**DATASET RECORDS:**
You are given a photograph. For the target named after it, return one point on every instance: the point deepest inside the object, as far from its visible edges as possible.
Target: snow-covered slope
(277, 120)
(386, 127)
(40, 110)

**TASK DIRECTIONS:** Return all of the entries exactly as written.

**OUTPUT FOR THIS EXERCISE:**
You are given a photograph. For the target named after it, return one point on every instance: the point deepest inside the object, as far from its visible edges as possible.
Target: snow-covered slope
(277, 120)
(386, 127)
(40, 110)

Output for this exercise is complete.